Quote, word for word, the stretch from the line containing "finger and report the pixel coordinates." through the last line of the items below.

Stored records:
________

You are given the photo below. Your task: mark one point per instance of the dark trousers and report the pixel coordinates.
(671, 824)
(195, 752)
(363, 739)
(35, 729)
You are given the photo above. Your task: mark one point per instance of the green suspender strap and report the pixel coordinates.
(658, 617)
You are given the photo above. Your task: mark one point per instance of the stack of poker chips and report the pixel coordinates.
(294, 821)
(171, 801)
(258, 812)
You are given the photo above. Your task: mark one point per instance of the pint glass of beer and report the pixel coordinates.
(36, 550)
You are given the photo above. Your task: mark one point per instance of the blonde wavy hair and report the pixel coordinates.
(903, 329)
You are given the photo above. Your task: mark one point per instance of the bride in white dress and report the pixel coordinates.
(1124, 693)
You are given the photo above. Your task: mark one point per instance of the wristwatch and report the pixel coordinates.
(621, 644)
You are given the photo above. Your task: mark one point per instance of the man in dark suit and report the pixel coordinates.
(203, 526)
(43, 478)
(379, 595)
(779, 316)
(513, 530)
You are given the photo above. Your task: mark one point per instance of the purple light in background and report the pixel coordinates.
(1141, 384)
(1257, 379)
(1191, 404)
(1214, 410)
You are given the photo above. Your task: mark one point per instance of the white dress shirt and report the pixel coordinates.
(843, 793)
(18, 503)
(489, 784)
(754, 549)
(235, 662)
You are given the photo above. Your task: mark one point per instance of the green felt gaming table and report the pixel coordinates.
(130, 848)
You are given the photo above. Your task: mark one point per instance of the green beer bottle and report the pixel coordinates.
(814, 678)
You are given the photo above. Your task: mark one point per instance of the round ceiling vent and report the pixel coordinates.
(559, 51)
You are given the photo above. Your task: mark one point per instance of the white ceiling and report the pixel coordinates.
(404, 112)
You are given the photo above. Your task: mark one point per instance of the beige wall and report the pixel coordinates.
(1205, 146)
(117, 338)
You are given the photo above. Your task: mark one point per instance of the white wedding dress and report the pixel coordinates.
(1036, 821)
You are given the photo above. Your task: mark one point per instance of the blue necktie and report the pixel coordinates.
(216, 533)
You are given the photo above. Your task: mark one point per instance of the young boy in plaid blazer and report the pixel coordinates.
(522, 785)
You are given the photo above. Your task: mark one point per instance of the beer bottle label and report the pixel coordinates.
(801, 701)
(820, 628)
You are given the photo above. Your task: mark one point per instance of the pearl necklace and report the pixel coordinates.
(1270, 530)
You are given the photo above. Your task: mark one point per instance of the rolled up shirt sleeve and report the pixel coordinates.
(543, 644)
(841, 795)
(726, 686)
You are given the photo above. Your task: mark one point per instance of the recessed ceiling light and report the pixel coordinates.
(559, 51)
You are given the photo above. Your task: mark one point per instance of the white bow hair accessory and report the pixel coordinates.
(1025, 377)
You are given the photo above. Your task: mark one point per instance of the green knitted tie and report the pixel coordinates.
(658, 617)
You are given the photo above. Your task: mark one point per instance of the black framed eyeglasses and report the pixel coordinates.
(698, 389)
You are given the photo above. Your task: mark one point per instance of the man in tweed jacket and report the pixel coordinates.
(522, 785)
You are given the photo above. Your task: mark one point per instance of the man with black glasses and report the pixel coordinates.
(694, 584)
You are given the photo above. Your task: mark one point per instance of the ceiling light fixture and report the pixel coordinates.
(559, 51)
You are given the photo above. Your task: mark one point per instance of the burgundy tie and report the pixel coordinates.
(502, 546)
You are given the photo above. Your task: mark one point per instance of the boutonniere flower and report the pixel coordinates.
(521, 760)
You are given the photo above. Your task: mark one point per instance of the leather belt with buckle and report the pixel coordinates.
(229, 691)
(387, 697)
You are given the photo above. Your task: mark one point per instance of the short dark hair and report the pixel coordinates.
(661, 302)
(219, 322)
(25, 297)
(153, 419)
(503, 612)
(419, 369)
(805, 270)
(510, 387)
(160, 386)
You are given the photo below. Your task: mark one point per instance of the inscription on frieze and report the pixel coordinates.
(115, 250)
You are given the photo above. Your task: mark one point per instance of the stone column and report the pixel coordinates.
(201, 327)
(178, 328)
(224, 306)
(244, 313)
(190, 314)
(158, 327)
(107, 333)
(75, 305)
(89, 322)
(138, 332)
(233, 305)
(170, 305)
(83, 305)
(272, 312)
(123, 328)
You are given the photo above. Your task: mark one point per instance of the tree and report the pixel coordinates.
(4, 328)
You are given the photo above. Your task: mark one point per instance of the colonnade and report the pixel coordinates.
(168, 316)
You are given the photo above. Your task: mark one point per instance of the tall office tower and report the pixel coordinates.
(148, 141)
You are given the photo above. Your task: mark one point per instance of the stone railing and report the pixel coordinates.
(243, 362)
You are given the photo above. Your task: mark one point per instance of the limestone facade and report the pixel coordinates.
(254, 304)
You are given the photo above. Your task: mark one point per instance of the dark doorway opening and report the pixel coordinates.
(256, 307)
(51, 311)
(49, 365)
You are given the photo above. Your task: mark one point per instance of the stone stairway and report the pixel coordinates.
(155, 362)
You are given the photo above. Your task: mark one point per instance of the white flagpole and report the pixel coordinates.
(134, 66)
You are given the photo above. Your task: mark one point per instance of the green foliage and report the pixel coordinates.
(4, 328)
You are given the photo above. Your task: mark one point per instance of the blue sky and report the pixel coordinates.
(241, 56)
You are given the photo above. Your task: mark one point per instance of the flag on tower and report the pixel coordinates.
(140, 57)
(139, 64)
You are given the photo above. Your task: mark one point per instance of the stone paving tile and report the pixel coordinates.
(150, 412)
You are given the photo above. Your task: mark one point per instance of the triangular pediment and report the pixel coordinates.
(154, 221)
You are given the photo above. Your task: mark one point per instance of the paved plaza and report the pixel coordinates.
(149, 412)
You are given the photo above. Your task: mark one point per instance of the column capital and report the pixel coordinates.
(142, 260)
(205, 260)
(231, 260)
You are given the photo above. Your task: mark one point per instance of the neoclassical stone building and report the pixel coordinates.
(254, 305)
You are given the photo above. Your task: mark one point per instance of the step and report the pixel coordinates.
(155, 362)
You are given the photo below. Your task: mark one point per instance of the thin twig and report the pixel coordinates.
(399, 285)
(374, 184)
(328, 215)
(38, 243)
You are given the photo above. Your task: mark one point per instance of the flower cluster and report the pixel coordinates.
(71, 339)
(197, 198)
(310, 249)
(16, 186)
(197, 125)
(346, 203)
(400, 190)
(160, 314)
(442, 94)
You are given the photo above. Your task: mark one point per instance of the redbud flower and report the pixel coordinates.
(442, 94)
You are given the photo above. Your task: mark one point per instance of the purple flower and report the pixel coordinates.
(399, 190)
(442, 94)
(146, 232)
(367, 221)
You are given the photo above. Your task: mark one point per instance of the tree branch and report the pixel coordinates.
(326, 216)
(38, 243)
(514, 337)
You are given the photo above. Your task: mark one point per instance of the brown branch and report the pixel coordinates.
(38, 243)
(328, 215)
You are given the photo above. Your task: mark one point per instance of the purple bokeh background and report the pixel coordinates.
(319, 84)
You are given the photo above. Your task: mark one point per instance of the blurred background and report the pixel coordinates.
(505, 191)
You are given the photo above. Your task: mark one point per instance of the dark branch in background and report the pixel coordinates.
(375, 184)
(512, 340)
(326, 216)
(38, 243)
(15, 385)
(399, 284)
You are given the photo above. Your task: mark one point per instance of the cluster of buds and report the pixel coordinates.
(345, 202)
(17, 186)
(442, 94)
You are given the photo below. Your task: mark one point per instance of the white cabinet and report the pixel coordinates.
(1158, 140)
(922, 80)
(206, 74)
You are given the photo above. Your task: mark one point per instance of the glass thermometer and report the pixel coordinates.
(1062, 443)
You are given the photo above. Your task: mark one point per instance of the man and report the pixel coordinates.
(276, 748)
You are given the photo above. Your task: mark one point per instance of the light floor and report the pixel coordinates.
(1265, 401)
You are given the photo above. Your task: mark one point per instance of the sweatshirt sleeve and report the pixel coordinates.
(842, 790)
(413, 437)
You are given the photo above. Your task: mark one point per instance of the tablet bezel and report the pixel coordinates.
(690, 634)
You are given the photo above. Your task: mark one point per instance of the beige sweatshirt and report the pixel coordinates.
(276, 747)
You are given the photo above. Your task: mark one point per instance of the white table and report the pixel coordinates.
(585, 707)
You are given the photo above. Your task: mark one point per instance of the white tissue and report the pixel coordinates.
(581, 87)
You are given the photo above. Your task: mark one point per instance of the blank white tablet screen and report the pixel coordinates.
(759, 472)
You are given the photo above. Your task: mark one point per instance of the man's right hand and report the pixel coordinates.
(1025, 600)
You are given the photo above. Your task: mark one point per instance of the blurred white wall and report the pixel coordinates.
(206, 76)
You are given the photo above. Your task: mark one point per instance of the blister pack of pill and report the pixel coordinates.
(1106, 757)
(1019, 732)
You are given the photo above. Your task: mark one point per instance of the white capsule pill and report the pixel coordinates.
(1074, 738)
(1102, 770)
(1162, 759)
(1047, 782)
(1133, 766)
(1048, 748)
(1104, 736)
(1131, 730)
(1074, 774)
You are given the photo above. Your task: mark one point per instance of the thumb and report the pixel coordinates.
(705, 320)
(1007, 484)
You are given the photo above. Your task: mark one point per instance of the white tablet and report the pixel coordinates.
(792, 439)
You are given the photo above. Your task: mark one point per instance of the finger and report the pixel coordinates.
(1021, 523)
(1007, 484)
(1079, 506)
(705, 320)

________

- _EXERCISE OUTPUT_
You are given the photo above. Your task: mark one point per instance of the finger and report the pixel coordinates.
(1021, 523)
(1007, 484)
(1079, 506)
(705, 320)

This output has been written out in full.